*** Opening of RECORDS SHOWN ***
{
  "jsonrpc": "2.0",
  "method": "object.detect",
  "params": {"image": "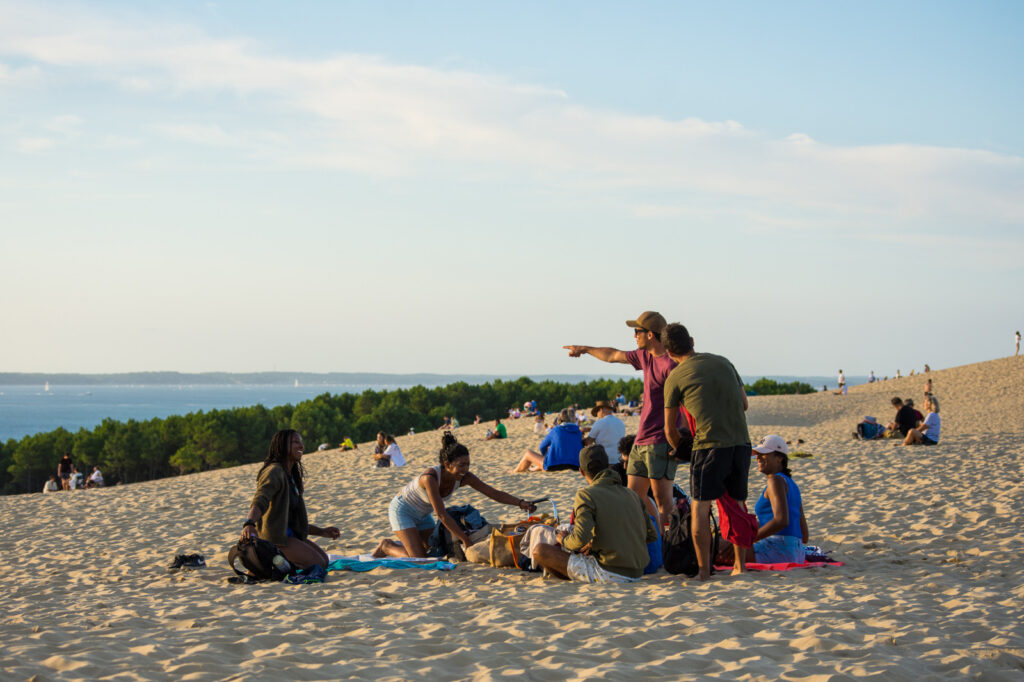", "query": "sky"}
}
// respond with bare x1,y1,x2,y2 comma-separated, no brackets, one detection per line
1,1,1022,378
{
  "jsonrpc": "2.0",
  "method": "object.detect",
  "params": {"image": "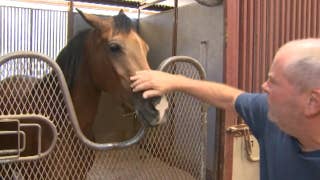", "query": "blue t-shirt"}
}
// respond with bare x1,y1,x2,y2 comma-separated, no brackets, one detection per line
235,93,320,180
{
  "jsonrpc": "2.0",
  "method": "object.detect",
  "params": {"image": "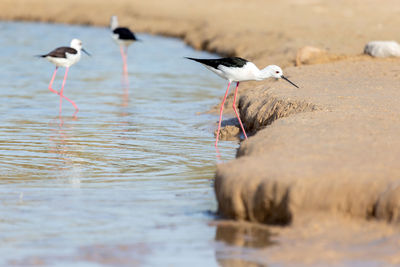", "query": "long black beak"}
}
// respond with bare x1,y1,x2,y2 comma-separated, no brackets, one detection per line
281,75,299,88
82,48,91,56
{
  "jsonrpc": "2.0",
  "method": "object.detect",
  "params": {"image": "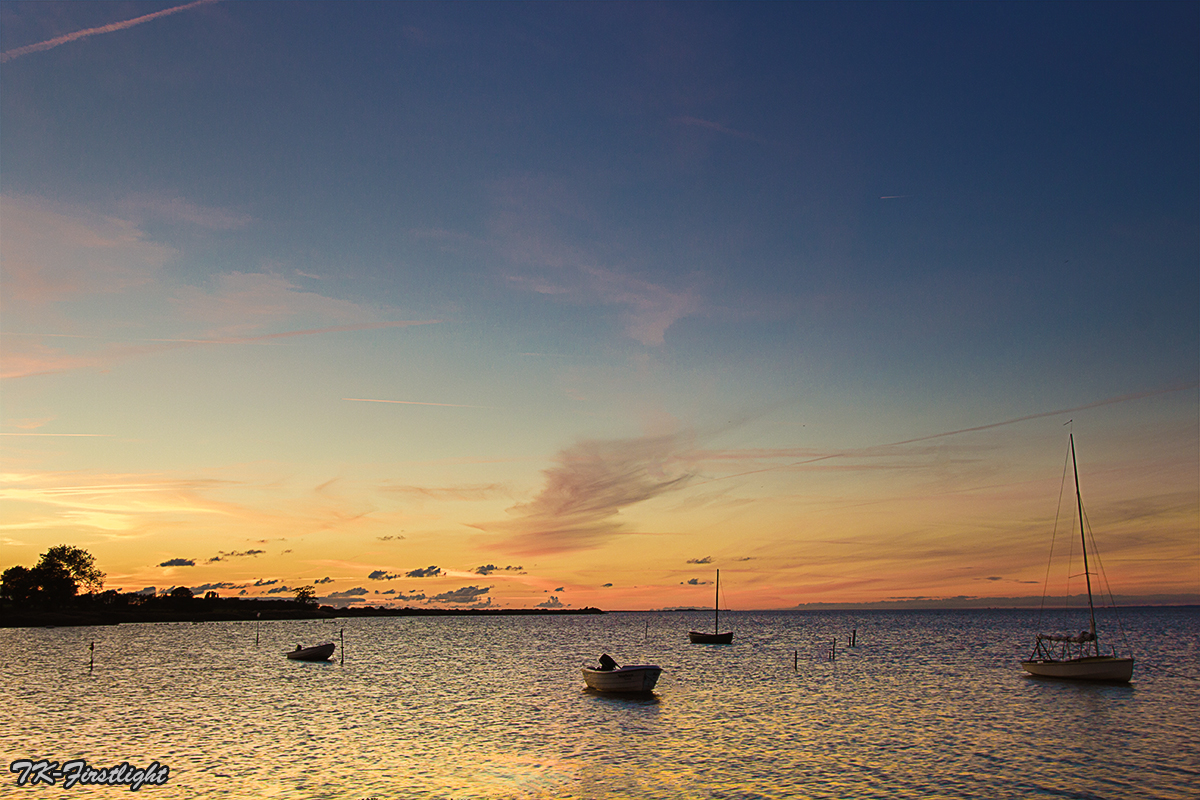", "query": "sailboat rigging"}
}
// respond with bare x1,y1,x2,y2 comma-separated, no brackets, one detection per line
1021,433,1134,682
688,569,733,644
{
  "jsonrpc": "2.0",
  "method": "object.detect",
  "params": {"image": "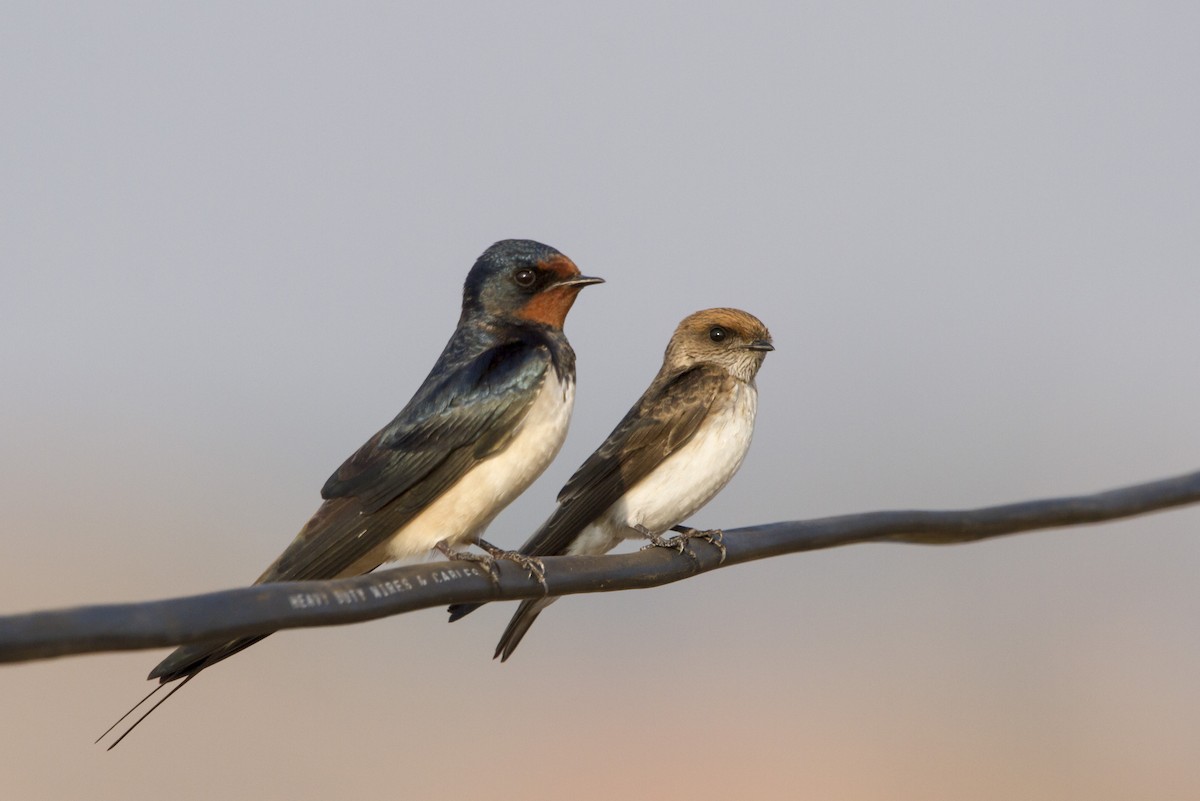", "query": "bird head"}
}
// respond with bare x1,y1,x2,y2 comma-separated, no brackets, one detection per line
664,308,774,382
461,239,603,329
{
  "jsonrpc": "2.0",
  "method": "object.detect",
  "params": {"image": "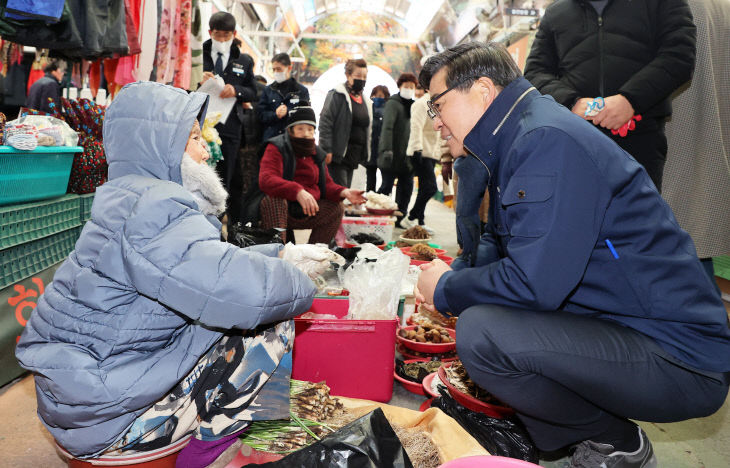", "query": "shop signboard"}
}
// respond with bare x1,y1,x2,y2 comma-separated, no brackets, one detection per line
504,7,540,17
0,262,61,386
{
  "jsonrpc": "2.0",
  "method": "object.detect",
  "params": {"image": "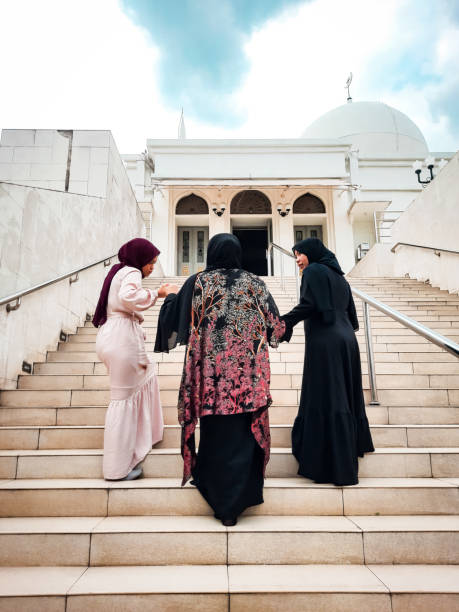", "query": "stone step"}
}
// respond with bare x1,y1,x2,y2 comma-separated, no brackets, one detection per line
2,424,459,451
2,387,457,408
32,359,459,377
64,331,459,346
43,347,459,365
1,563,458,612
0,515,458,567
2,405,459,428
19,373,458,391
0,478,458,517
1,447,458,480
*** Close of RECORDS SHOWN ***
*** Opening of RECORDS SHOWN ***
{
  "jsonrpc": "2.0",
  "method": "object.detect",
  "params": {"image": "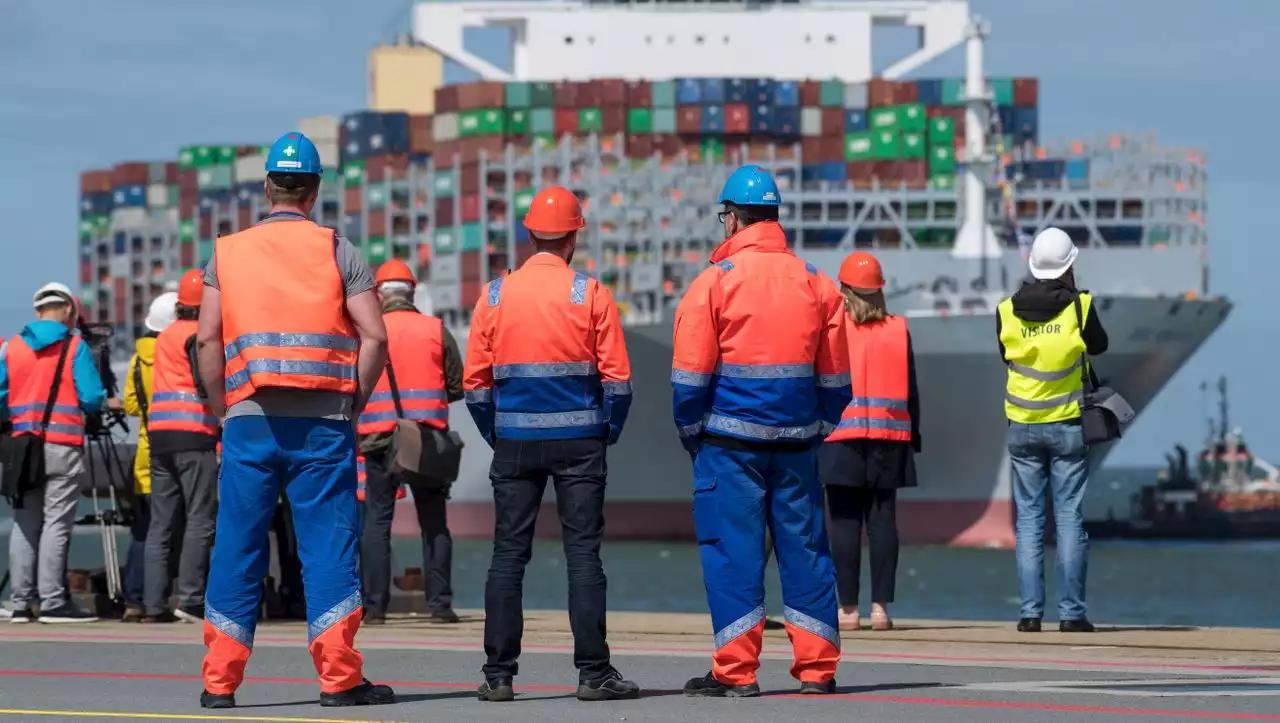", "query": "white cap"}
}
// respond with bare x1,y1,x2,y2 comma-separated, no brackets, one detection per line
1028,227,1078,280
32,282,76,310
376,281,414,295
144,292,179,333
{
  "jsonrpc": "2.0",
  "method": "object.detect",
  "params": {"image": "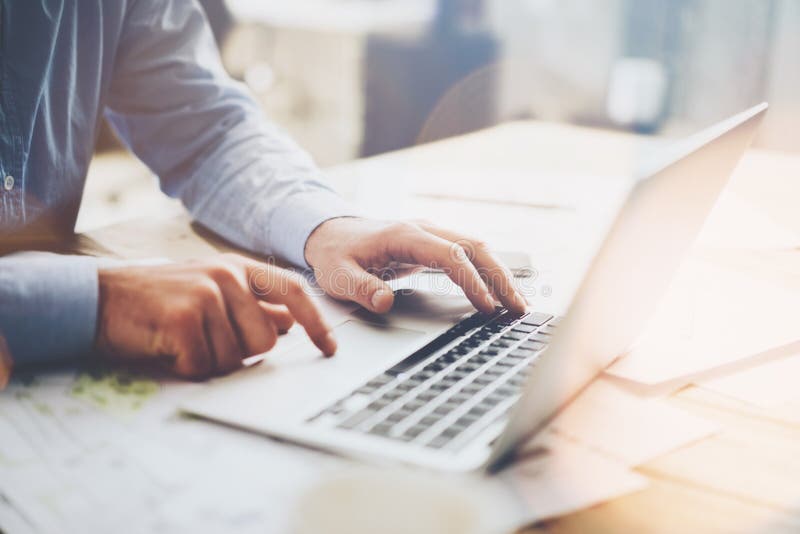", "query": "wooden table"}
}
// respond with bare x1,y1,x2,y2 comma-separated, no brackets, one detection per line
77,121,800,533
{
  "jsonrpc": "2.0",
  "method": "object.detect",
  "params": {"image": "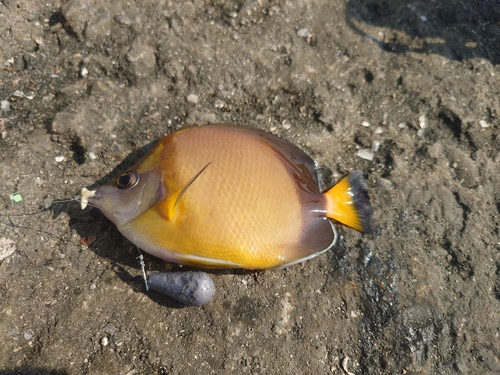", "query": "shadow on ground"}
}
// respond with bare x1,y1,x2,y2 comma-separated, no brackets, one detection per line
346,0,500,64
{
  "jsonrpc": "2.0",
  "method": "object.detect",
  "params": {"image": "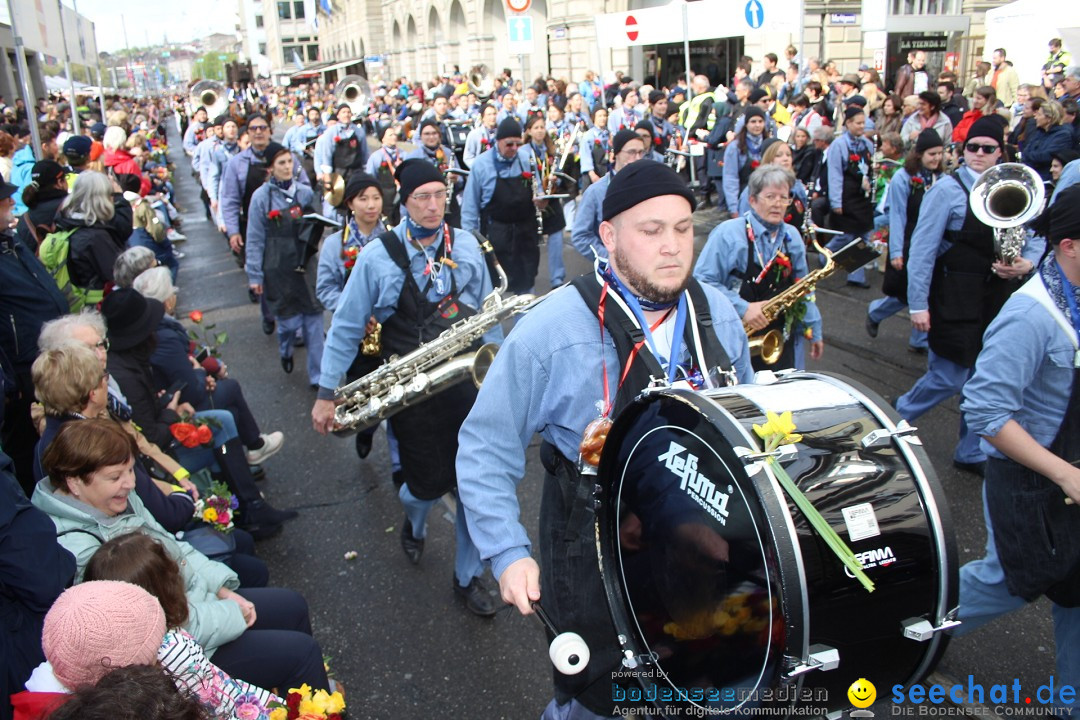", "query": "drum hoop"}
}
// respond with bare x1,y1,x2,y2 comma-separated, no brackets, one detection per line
*** Close of RECORDS SHOWN ***
*** Opening of RECORDS SHOWN ***
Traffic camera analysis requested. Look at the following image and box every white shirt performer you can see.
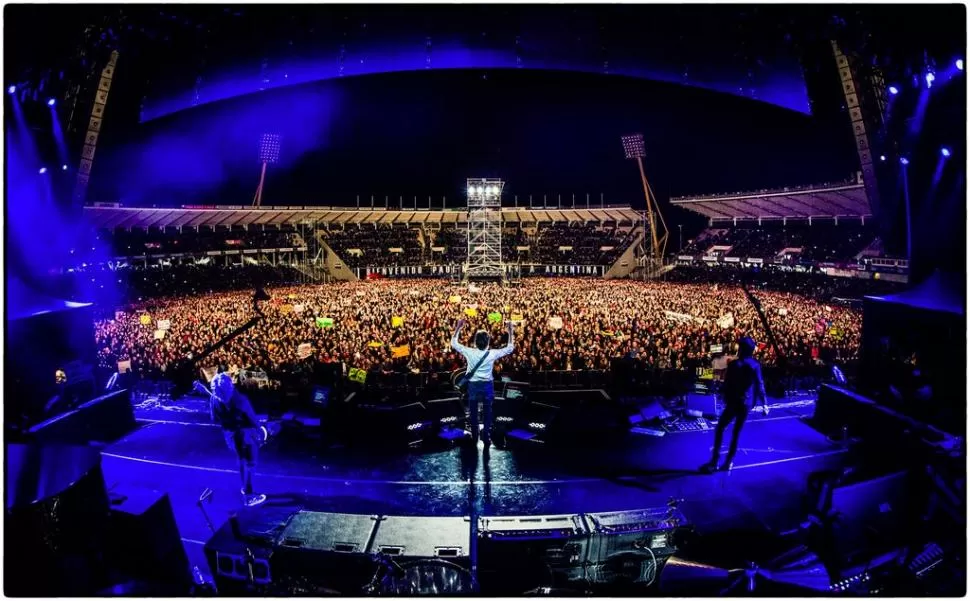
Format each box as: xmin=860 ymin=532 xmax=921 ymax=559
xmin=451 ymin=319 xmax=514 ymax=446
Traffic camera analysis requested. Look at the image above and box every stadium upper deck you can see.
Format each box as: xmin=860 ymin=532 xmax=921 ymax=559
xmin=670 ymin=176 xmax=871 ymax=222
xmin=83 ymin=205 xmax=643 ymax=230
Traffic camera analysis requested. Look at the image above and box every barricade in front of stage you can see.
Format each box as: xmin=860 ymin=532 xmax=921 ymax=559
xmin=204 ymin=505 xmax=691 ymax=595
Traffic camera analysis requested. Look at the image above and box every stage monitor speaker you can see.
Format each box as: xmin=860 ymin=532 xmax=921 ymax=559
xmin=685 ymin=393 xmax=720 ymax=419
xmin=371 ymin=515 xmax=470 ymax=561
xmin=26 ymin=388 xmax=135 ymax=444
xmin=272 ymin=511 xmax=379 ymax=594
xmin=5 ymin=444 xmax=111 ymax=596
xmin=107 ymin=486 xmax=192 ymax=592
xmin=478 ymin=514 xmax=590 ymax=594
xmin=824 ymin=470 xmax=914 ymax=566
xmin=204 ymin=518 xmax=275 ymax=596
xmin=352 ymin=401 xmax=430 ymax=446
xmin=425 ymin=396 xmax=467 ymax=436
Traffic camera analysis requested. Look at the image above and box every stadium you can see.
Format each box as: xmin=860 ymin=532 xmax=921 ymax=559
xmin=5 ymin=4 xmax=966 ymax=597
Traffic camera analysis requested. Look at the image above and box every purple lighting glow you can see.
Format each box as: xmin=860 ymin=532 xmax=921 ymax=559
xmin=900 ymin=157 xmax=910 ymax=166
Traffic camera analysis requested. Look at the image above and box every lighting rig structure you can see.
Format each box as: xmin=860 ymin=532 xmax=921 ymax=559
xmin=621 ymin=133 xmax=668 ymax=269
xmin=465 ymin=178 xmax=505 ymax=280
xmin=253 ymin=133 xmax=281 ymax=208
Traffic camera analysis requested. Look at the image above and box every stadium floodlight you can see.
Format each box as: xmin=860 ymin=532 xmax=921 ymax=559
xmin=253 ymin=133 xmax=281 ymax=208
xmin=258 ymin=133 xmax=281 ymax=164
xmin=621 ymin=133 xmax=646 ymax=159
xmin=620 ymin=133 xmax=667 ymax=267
*** Close of RECORDS SHOWN ***
AIM OF THE TASK. Say how many lines contain "Look" in the material above; the number is the whole answer.

SOLUTION TO THIS TASK. 8